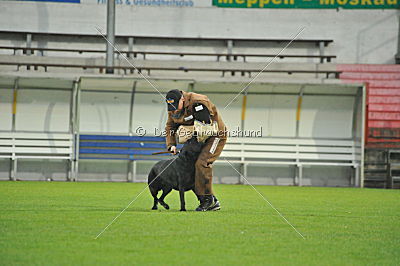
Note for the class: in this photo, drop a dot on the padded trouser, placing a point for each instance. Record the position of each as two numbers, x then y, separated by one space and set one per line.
204 174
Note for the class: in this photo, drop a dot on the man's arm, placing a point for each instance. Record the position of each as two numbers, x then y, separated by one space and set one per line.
170 130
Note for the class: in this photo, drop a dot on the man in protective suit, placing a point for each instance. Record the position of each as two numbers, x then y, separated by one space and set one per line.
196 110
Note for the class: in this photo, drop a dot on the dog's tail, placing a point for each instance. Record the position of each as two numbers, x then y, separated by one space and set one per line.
152 175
- - -
## Required work
Give all of the lines above as a two-column CSV with the headers line_text and coordinates. Put one row per line with its answer, place each value in a single quoted field with any line breaks turned into spaces, and leave out the pictures.

## The completed task
line_text,coordinates
"Note for the class: in this photo, drop a dot on the padded trouser, placing a point for each instance. Record the position of each as two numbers, x then y, separated by one space and set one per line.","204 174"
"Note for the class: in this photo, drop a dot on the man's arm, placing a point for each instance. Record the position of each as two numbers, x then y, separated by one space and set one per line.","170 130"
"Note for the class: in this photo, drop a dot on the man in protective suit, placing a point for each instance. Record the position of each as two numbers, x then y, separated by one space and set one per line.","196 110"
"Note for the class: in this photo, drop a dot on the dog's tail, placing a point for each instance. Record the position of each as two numbers, x then y, separated by one space and set one per line.","152 175"